■ Instructions to follow ■
Can you reproduce everything from the line containing "Locate every instance of the baby's eyebrow" down to the line containing "Locate every instance of the spoon", substituting "infant's" for "baby's" and changing nothing else?

■ Extracted information ■

____

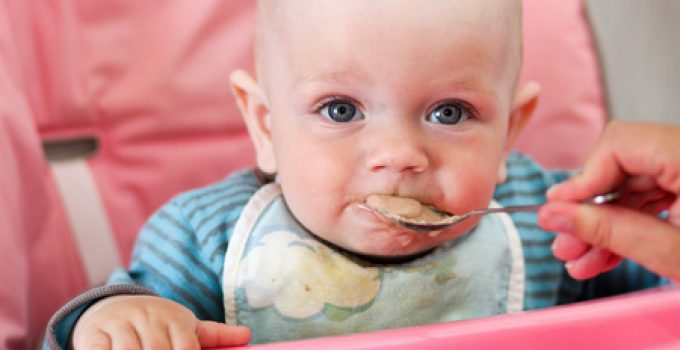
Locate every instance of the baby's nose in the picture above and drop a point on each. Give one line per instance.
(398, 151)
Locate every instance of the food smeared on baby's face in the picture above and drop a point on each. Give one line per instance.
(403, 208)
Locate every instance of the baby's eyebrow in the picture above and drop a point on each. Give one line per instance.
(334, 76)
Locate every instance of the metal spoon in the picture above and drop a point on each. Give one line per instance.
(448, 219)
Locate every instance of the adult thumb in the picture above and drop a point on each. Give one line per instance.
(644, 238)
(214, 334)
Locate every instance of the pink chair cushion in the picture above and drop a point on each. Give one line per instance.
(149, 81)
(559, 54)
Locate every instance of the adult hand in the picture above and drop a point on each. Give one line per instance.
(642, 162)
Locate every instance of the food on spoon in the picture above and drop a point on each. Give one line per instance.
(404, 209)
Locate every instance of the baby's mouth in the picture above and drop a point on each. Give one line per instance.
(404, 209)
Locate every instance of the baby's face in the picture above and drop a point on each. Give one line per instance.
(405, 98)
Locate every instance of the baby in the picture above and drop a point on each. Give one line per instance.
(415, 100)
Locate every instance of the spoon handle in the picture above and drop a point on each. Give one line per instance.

____

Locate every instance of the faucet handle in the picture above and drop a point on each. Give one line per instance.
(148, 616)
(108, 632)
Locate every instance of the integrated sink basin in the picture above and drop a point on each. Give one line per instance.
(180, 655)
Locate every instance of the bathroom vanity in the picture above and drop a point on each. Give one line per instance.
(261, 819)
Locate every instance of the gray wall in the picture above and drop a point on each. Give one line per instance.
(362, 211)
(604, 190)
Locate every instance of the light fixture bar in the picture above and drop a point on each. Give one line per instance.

____

■ Response for this exercise ■
Locate every instance of the infant's eyebrow in the picture above and drop a point on each. Give one line per instance.
(334, 76)
Locate every instance of the metal spoon in the picture above and drop a point on each. Give one line per instance.
(448, 219)
Locate every instance of the adult thumb in the picture above and drop a point on each. Give one line per instance.
(644, 238)
(214, 334)
Locate every instance of the pink chair cushion in the picture above and drop a point on each. Give one line per instance.
(149, 81)
(559, 54)
Locate every instance of the adult hand in the picture above and drop a point on each. Give one line per instance.
(642, 162)
Locate every instance of the food on spoon in the picture above and drop a point on each. Give one line per instance.
(404, 209)
Locate every instance of the infant's mouth in the picture above and drop a point on each. Give one line per instance.
(404, 209)
Locate every instance of the infant's face in the picture above and drop a point on each. Give one line per instance.
(405, 98)
Locate every instance of the baby in the picture above and drop a point on each. Give one line per instance.
(415, 100)
Locate every instance of the spoon handle in the picture above and drop a point on each. Give one line per instance.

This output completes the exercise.